= PROVIDED DATA =
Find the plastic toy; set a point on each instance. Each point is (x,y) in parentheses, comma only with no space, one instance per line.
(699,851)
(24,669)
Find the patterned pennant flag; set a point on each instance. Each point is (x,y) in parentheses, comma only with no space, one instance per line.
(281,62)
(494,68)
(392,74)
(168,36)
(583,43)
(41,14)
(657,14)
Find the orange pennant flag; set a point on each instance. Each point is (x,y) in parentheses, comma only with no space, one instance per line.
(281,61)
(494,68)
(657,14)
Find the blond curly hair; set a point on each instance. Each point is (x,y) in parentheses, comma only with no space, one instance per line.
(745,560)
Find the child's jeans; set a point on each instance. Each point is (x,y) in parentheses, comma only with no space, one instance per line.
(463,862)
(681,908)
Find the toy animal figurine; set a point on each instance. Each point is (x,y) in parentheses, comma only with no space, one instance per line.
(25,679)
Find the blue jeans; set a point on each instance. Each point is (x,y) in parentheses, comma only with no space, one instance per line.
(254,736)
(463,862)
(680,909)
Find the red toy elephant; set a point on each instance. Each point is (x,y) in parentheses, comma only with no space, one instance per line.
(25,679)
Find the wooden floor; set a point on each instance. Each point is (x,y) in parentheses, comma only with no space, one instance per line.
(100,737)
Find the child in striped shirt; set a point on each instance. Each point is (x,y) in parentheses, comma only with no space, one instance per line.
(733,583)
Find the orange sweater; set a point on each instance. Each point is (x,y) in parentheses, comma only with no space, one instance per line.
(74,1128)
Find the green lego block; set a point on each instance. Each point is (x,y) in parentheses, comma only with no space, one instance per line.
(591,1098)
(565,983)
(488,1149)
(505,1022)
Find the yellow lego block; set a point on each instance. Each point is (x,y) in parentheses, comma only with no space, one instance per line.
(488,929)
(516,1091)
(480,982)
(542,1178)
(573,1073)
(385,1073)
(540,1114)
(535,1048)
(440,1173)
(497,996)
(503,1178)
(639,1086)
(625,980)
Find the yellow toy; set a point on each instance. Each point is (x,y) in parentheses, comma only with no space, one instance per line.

= PROBLEM STATEMENT =
Print each of the lines above again, unchanged.

= RESULT OF THE EXERCISE =
Find the plastic toy; set a point on each instance. Each point is (x,y) in parentheses, comma only with no space, one instance per line.
(699,851)
(24,669)
Find the patterned pennant flag; set a point on each instance. Each point is (x,y) in parentheses, comma only with no space, one instance per line.
(281,62)
(494,68)
(392,74)
(168,36)
(583,43)
(41,14)
(657,14)
Find the orange pennant flag; set a point on each instance. Each point is (x,y) in parentheses, comma only with no space, one instance per line.
(281,61)
(494,68)
(657,14)
Find the blond curly hair; set a point on each instance. Each point is (x,y) in parentheses, comma only with no space, one instance per line.
(745,560)
Find the child's jeans; set a point on each instance. Each point is (x,y) in parentheses, comma only with no space, one instance per line.
(463,862)
(681,908)
Find the toy animal figurine; set a point on each instance. Each point is (x,y) in parentheses, comma only with no space, one instance per line.
(25,679)
Find the blue jeans; set a point on each instance. Each point is (x,y) in parentheses, comma only with no space, one instance per line.
(254,736)
(463,862)
(680,909)
Find the red toy elephant; set a point on each instance. Each point is (x,y) in parentheses, comma only with no space, one instance per line.
(25,679)
Find the wooden floor; set a point on each instance. Each point is (x,y) in parentheses, comma only with no space, one instance per line.
(100,737)
Find the child in striped shirt; set a point on each instance. Each point is (x,y) in parentheses, comma only with no space, one instance per line.
(733,583)
Find the orange sweater; set a point on each instance. Each point is (x,y) in parentheses, comma only with no space, one instance per line.
(74,1128)
Find the green lego block; set a point on each instance. Each point is (x,y) in parentheses, comma only with no space, one instance per line.
(591,1098)
(565,983)
(488,1149)
(505,1022)
Find the yellow lego block; set a point on each instance. Each point is (x,y) in parentheses, comma only with no space, one instance per line.
(488,929)
(516,1091)
(480,982)
(542,1178)
(573,1073)
(385,1073)
(540,1114)
(535,1048)
(440,1173)
(497,996)
(503,1178)
(639,1086)
(625,980)
Find the yellow toy; set a point on each instance. Each point is (x,y) in parentheses, comma only with no space, one instance per line.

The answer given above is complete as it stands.